- YOUR GOAL -
Starting at the line that contains "point: the female soccer player in this photo", restate each line word for word through the final line of the data, keeping both ends.

[Named object pointing entries]
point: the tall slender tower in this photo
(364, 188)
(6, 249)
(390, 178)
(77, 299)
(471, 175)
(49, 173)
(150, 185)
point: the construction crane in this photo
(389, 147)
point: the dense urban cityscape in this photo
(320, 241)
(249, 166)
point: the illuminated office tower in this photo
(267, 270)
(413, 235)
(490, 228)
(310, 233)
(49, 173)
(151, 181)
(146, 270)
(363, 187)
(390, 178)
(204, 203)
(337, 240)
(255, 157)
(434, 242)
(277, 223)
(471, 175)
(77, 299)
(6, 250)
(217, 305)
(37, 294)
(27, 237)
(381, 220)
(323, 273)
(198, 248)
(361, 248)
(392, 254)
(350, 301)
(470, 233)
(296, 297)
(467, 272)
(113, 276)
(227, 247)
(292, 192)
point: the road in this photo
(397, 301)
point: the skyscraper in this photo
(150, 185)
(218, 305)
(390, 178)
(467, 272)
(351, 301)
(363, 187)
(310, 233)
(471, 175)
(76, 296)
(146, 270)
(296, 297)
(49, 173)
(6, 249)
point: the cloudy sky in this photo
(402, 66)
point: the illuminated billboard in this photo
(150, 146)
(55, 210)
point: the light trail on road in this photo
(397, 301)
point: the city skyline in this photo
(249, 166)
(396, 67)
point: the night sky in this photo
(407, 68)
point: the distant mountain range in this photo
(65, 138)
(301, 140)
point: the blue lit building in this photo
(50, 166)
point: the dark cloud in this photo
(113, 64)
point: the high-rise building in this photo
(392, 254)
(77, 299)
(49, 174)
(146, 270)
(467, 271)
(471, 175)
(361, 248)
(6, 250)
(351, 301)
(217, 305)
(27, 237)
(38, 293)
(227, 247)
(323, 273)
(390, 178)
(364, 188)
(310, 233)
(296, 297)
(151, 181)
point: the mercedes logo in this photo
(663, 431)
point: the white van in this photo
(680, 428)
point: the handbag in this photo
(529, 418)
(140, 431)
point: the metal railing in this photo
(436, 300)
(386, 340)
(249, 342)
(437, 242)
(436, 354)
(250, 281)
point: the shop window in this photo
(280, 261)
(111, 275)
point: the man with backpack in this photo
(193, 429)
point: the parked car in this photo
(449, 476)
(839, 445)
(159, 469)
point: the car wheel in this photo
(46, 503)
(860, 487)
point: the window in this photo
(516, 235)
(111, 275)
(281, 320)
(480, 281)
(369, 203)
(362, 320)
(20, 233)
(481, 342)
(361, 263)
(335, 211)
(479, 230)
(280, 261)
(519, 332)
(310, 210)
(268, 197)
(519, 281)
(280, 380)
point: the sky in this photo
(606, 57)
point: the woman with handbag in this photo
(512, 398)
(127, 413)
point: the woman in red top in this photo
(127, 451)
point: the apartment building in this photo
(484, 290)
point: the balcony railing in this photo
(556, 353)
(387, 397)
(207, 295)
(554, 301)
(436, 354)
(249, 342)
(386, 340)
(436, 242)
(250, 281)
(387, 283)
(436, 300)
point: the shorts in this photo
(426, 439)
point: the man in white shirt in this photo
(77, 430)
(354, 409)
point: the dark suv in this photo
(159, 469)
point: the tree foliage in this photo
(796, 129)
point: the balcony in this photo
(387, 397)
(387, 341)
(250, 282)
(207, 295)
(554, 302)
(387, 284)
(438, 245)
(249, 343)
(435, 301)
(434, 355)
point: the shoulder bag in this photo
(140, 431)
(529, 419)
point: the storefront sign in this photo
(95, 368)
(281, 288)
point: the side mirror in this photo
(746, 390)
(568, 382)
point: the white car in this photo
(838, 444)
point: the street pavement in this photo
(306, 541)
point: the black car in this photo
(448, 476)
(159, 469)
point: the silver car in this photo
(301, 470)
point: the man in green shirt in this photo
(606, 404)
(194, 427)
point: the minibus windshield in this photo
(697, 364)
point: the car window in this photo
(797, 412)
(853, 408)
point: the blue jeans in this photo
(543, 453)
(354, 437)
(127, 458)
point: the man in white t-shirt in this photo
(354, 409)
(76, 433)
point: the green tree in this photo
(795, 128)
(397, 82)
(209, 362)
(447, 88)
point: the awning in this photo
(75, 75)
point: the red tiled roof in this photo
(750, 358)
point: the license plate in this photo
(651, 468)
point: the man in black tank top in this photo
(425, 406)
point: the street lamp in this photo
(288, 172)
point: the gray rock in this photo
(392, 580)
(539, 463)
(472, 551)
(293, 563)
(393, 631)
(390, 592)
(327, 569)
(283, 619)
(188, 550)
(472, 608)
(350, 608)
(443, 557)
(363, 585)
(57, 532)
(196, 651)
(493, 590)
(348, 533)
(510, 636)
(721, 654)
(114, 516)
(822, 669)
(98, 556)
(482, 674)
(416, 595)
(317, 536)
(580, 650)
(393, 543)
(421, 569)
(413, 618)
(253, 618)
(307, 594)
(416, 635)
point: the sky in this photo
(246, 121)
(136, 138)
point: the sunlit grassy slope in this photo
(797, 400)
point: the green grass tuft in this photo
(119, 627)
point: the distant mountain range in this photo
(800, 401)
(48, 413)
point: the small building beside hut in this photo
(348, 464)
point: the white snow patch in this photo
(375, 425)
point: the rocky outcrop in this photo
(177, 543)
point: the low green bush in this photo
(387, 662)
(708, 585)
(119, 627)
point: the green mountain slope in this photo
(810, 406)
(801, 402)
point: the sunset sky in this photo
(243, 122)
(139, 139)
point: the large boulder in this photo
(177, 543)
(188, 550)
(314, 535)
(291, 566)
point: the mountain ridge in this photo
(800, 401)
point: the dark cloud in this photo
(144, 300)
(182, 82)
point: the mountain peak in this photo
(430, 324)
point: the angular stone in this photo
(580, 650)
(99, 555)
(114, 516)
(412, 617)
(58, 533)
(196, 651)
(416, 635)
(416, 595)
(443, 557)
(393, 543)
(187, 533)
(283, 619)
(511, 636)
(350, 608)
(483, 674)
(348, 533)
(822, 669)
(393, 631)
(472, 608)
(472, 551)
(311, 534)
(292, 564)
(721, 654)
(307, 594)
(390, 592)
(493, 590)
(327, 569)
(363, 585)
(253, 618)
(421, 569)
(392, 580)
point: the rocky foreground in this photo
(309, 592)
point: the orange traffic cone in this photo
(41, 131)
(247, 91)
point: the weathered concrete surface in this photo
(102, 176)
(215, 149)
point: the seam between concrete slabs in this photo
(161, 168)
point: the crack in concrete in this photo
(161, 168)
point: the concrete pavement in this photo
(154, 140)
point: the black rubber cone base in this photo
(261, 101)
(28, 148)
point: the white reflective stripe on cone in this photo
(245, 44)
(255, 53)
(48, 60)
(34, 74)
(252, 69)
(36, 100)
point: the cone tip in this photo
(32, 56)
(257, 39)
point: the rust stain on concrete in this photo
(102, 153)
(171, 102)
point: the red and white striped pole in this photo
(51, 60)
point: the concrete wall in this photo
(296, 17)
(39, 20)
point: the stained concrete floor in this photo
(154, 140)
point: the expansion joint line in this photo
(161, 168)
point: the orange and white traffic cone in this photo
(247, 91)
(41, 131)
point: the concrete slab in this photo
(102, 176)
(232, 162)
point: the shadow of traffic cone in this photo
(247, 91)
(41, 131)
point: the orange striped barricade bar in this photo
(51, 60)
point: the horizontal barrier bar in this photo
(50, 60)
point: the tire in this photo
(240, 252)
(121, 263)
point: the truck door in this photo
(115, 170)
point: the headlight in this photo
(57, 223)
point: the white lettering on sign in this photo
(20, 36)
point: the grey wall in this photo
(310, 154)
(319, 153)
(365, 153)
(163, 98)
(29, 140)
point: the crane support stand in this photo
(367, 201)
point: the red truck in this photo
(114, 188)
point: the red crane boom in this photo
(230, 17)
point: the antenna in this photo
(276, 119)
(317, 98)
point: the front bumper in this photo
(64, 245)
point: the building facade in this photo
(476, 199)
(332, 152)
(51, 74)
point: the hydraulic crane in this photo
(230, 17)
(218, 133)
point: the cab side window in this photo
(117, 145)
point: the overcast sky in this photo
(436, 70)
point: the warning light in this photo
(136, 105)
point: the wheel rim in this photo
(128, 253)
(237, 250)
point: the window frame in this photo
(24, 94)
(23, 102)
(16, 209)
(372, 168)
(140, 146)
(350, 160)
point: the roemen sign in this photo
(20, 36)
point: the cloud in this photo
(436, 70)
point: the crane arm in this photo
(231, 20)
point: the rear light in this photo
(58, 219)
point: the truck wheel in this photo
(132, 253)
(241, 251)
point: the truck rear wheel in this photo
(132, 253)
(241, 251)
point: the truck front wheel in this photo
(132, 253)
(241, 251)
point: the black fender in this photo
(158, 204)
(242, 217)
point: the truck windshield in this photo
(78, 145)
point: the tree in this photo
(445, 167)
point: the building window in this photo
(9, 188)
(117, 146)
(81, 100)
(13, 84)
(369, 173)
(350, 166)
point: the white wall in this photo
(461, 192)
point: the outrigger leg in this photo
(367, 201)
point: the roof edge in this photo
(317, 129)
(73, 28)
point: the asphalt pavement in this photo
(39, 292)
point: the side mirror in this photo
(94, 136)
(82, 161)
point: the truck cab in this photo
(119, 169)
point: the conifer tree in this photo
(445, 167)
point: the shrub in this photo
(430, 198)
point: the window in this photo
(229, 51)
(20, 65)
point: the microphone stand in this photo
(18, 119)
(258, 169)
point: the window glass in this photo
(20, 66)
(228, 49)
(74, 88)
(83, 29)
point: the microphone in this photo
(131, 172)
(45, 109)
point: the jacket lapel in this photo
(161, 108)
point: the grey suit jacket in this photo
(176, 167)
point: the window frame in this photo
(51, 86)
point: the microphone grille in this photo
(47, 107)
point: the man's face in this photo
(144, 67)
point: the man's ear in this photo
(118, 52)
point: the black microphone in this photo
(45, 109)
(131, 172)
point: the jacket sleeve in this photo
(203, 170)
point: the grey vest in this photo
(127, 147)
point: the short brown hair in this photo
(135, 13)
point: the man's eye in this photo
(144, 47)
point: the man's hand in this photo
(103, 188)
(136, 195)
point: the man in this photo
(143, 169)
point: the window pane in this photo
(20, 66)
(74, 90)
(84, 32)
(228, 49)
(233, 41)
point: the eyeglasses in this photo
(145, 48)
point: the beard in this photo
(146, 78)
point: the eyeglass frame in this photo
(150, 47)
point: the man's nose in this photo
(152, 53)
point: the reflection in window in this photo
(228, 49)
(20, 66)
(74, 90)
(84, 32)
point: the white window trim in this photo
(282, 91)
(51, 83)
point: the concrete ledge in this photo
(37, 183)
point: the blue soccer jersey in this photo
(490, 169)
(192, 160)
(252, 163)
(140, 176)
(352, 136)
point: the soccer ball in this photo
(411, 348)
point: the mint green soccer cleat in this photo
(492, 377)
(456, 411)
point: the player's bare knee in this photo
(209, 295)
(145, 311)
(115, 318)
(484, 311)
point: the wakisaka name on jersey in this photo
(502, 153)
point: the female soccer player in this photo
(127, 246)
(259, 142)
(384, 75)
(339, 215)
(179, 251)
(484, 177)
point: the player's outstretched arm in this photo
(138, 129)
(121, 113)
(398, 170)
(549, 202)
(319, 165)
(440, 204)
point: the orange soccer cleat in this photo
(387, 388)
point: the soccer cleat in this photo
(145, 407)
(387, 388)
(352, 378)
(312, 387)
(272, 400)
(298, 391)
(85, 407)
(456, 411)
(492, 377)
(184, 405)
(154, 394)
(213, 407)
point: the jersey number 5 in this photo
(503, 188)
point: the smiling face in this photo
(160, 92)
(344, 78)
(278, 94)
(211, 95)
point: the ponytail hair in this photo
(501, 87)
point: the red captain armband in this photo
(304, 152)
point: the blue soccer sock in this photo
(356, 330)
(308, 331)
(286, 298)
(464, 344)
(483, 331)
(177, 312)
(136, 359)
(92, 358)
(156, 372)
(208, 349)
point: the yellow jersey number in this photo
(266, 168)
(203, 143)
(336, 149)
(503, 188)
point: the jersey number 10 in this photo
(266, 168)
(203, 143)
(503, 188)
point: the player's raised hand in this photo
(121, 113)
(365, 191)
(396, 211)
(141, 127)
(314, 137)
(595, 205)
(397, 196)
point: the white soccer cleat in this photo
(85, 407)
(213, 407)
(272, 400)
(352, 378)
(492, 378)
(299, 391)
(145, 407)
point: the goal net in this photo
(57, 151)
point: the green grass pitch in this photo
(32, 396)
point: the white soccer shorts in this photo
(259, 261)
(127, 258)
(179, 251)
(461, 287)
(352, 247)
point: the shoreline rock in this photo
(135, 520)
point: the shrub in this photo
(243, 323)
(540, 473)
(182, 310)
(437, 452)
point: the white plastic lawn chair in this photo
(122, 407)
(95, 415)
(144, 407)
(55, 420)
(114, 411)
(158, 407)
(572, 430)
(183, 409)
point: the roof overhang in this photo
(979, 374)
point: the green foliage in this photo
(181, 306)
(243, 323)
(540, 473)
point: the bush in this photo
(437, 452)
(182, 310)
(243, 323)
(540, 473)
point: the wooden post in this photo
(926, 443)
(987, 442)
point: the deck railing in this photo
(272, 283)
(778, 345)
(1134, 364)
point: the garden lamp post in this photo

- RESULT OF THE EXERCISE -
point: the female soccer player in this photo
(127, 246)
(259, 142)
(384, 75)
(339, 215)
(179, 251)
(484, 177)
point: the player's outstretched arm in this photo
(138, 129)
(121, 113)
(398, 170)
(549, 202)
(319, 165)
(440, 204)
point: the orange soccer cleat in this photo
(387, 388)
point: the soccer cleat in this photo
(145, 407)
(387, 388)
(352, 378)
(312, 387)
(272, 400)
(298, 391)
(85, 407)
(456, 411)
(492, 377)
(184, 405)
(154, 394)
(213, 407)
point: the jersey number 5 in this photo
(503, 188)
point: the smiling face in this photo
(160, 92)
(344, 78)
(278, 94)
(211, 95)
point: the ponytail hair in this photo
(501, 87)
point: the red captain armband in this photo
(304, 152)
point: the blue soccer sock in this photo
(356, 330)
(308, 331)
(286, 298)
(464, 344)
(483, 331)
(177, 312)
(136, 359)
(92, 358)
(156, 372)
(208, 349)
point: the yellow jersey number in this photo
(266, 168)
(203, 143)
(336, 149)
(503, 188)
point: the jersey number 10 in this photo
(266, 168)
(203, 143)
(503, 188)
point: the player's raised hand in this photo
(121, 113)
(365, 191)
(396, 211)
(141, 127)
(314, 137)
(595, 205)
(397, 196)
point: the white soccer cleat in this photo
(85, 407)
(213, 407)
(272, 400)
(352, 378)
(492, 378)
(299, 391)
(145, 407)
point: the goal net in this photo
(57, 151)
point: the green grass pitch in this photo
(32, 396)
point: the white soccer shorts in this photo
(259, 261)
(127, 258)
(179, 251)
(461, 287)
(352, 247)
point: the shoreline rock in this photo
(135, 520)
point: the shrub in this photo
(243, 323)
(540, 473)
(182, 310)
(437, 452)
point: the white plastic lawn chair in this photo
(122, 407)
(95, 415)
(144, 407)
(55, 420)
(114, 411)
(158, 407)
(572, 430)
(183, 409)
point: the roof overhang in this photo
(979, 374)
point: the green foliage in this photo
(181, 306)
(243, 323)
(540, 473)
point: the bush in this photo
(437, 452)
(182, 310)
(243, 323)
(540, 473)
point: the wooden post in this photo
(926, 443)
(987, 442)
point: the deck railing in this photo
(272, 283)
(778, 345)
(1134, 364)
point: the garden lamp post in this photo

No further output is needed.